In the gardening extract, what variety of carrot does the writer plan to grow for winter harvesting?

── Extract ──

It may seem odd, being early spring, but I am thinking about winter and what crops I can grow that can be harvested or overwintered. I have sown kale (var. Emerald Ice) and leeks (var. Lyon) and have some tiny lambs lettuce seedlings already growing. I do like cabbage, brussels sprouts and cauliflower, but the yield on my small plot would not make it worth the space they need. Kale on the other hand will just keep growing as I keep picking so will be much more productive for the space it needs. Leeks do not take up much space and can be harvested as needed. I will also grow carrots, in particular a variety called “Autumn King” which can also be harvested as needed and will keep perfectly in the ground all winter.

Planting out

Ok, so I have digressed a little speaking about winter. Back to the now! I decided to take the fleece off the broad beans, which were sowed in January. Concerned that the local cats would see this bed of soft earth as a lovely bathroom, I filled the rest with my little pak choi seedlings. I’ve had to half cover it again as I almost had a casualty when I caught a cat digging in it. One pak choi seedling was dug up, however I replanted and watered it and it seems to have survived the onslaught. The broad beans are in full flower now, I can’t wait for that first harvest of little green pods of loveliness!

Broad beans (var. The Sutton - dwarf variety) in flower
Broad beans (var. The Sutton – dwarf variety) in flower

Potato update

The Vivaldi potatoes that I posted abouthave been planted! These are a second early variety, meaning the second earliest to mature, and should be ready to harvest in as little as 12 weeks from now. Once these have been harvested I will put another crop straight in, possibly french beans. I have some early and maincrop potatoes to plant still, these will go in pots. I didn’t want to put these varieties in the raised bed as they were not as good a quality as the Vivaldi’s. So to compensate I will boost the compost they are in with some extra fertiliser and see how they get on.

I am now happy to say that following a little burst of planting today that all four raised beds have now been fully planted! Some peas, two varieties of lettuce, spinach and pak choi went in the final bed. The peas (var. Kelvedon Wonder) are a dwarf variety that wont need support, but should give some shade to the leafy crops behind them. These should provide me with salad leaves for a couple of months before I need to plant a second crop.

───
── Source material ──

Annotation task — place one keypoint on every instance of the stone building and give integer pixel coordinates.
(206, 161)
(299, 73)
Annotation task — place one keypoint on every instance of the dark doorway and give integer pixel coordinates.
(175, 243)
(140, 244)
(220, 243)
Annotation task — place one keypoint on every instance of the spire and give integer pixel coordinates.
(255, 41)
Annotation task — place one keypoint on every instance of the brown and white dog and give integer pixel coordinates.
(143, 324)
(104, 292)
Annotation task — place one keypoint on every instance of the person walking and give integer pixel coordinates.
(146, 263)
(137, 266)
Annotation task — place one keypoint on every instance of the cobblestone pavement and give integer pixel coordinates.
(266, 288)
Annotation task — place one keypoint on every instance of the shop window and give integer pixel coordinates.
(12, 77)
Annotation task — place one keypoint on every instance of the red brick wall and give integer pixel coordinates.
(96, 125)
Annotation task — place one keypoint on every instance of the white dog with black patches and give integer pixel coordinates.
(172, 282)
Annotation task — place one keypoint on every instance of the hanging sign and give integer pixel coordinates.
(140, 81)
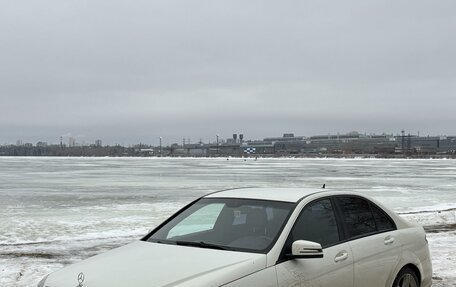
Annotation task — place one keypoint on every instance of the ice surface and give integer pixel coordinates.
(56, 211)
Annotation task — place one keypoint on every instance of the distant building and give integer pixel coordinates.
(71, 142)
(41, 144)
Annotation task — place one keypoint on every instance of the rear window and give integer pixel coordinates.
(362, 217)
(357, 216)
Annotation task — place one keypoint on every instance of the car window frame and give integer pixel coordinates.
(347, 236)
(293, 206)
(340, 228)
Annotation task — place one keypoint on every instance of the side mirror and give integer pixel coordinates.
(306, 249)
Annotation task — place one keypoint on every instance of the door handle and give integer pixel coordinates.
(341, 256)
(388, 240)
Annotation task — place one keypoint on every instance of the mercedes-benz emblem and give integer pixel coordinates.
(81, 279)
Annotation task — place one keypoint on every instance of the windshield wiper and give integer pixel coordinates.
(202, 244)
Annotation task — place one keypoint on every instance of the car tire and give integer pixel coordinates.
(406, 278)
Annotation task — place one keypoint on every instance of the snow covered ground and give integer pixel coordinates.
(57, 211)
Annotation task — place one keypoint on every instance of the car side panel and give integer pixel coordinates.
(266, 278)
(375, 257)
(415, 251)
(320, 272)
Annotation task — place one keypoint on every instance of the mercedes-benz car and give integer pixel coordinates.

───
── Source material ──

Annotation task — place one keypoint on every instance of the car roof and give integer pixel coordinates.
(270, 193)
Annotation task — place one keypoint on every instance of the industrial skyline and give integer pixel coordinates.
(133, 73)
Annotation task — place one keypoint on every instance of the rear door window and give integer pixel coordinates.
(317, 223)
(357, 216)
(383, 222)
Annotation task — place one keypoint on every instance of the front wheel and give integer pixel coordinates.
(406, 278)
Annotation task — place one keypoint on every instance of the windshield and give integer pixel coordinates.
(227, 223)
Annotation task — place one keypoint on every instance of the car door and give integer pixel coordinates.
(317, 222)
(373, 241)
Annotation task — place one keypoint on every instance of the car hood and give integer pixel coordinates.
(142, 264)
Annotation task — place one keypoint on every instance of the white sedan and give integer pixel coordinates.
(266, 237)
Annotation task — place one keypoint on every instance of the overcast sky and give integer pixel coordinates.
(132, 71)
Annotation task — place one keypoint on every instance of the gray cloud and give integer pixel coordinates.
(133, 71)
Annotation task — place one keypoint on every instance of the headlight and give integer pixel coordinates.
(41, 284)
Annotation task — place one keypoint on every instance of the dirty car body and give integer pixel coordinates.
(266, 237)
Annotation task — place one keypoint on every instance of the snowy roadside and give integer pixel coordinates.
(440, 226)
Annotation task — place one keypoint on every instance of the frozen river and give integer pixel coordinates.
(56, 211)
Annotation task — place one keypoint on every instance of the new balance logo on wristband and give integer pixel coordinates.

───

◆ **Answer for this exercise**: Autumn King